## [ARTIKEL]
⟨
OTONOMI DAERAH


OTONOMI DAERAH

Otonomi daerah telah bergulir selama 6 tahun. Otonomi daerah ini dapat dikatakan masih muda yang dalam perjalanannya perlu banyak evaluasi. Suara “sumbang” sering keluar dari berita dan fakta atas implementasi otonomi daerah. Contohnya adalah kasus DPRD sumatera Barat. Daera Sumatera Barat menurut Pusat Studi Pengembangan Kawasan (PSPK) adalah 7 besar provinsi terkorup di Indonesia. Tanggal 31 Januari 2002 DPRD Sumatera Barat menetapkan Peraturan Daerah tentang plafon APBD tahun 2002 sebesar Rp 453,8 Miliar. Seharusnya, paling lambat tanggal 14 Desember 2001. APBD tersebut diputuskan tidak sesuai dengan pertimbangan logis.
⟩
## [DATA YANG DIBERIKAN]
⟨
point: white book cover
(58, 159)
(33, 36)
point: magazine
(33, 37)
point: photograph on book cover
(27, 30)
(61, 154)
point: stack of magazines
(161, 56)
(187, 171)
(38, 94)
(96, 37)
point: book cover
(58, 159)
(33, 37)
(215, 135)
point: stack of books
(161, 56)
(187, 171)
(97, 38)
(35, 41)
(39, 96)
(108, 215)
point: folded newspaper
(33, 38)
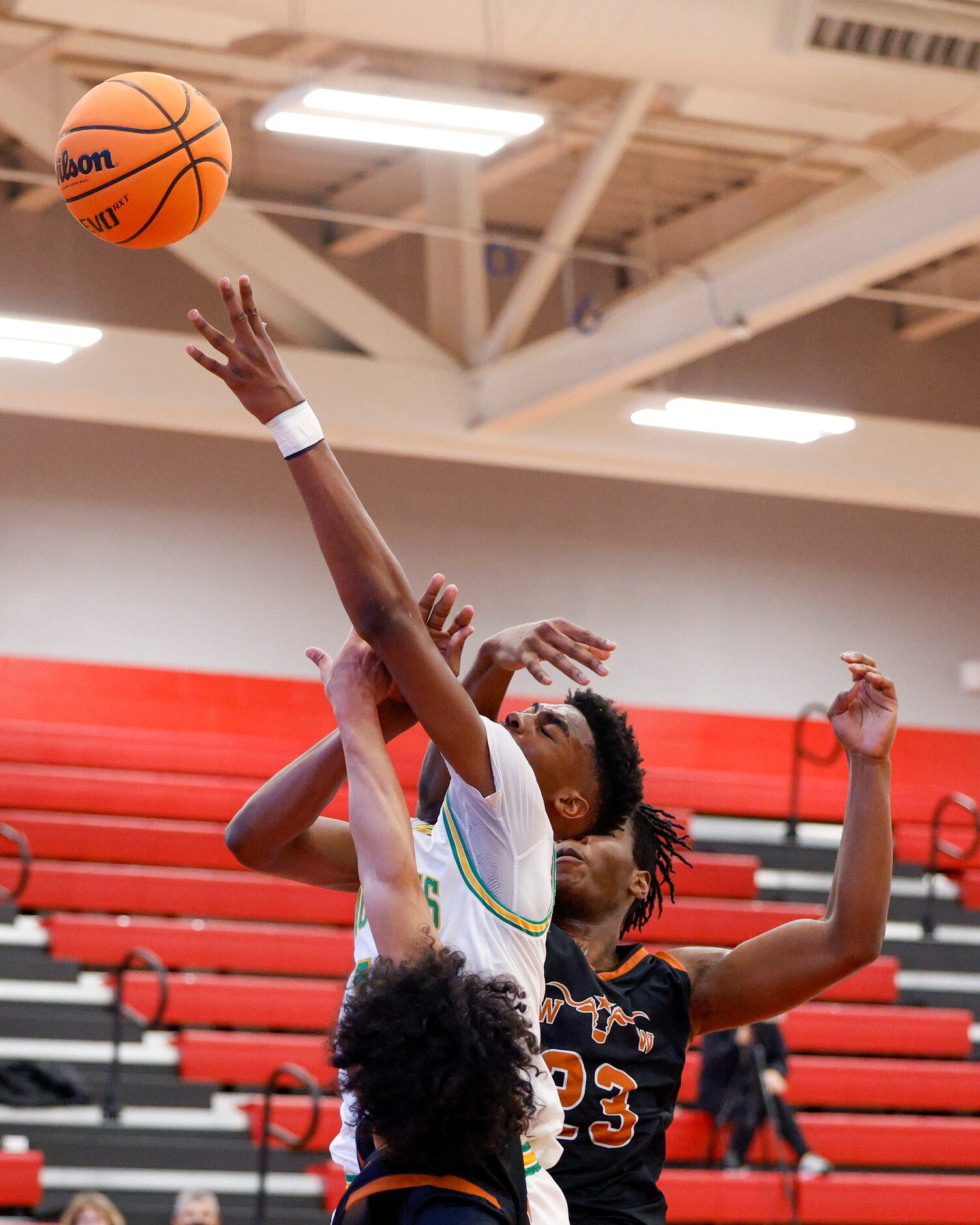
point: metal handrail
(801, 753)
(111, 1109)
(27, 859)
(955, 800)
(281, 1134)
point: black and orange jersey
(389, 1192)
(616, 1043)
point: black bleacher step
(131, 1148)
(149, 1087)
(923, 954)
(63, 1021)
(155, 1208)
(920, 997)
(35, 964)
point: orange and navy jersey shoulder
(616, 1043)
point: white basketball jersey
(488, 871)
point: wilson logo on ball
(68, 168)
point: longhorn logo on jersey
⟩
## [TUGAS ANDA]
A: Jawab pertanyaan berikut berdasarkan artikel tentang otonomi daerah.
(i) Sudah berapa lama otonomi daerah bergulir?
(ii) Lembaga apa yang menyebut Sumatera Barat sebagai salah satu dari 7 besar provinsi terkorup di Indonesia?
(iii) Berapa plafon APBD tahun 2002 yang ditetapkan DPRD Sumatera Barat?
B: Ganti nama "APBD" menjadi "Anggaran Pendapatan dan Belanja Daerah" dalam bagian artikel tentang otonomi daerah yang dimulai dengan kata-kata "Otonomi daerah telah" dan berakhir dengan "dengan pertimbangan logis.", lalu tuliskan kembali bagian itu.

## [JAWABAN PER TUGAS]
A:
(i) 6 tahun.
(ii) Pusat Studi Pengembangan Kawasan (PSPK).
(iii) Rp 453,8 Miliar.

B:
Otonomi daerah telah bergulir selama 6 tahun. Otonomi daerah ini dapat dikatakan masih muda yang dalam perjalanannya perlu banyak evaluasi. Suara “sumbang” sering keluar dari berita dan fakta atas implementasi otonomi daerah. Contohnya adalah kasus DPRD sumatera Barat. Daera Sumatera Barat menurut Pusat Studi Pengembangan Kawasan (PSPK) adalah 7 besar provinsi terkorup di Indonesia. Tanggal 31 Januari 2002 DPRD Sumatera Barat menetapkan Peraturan Daerah tentang plafon Anggaran Pendapatan dan Belanja Daerah tahun 2002 sebesar Rp 453,8 Miliar. Seharusnya, paling lambat tanggal 14 Desember 2001. Anggaran Pendapatan dan Belanja Daerah tersebut diputuskan tidak sesuai dengan pertimbangan logis.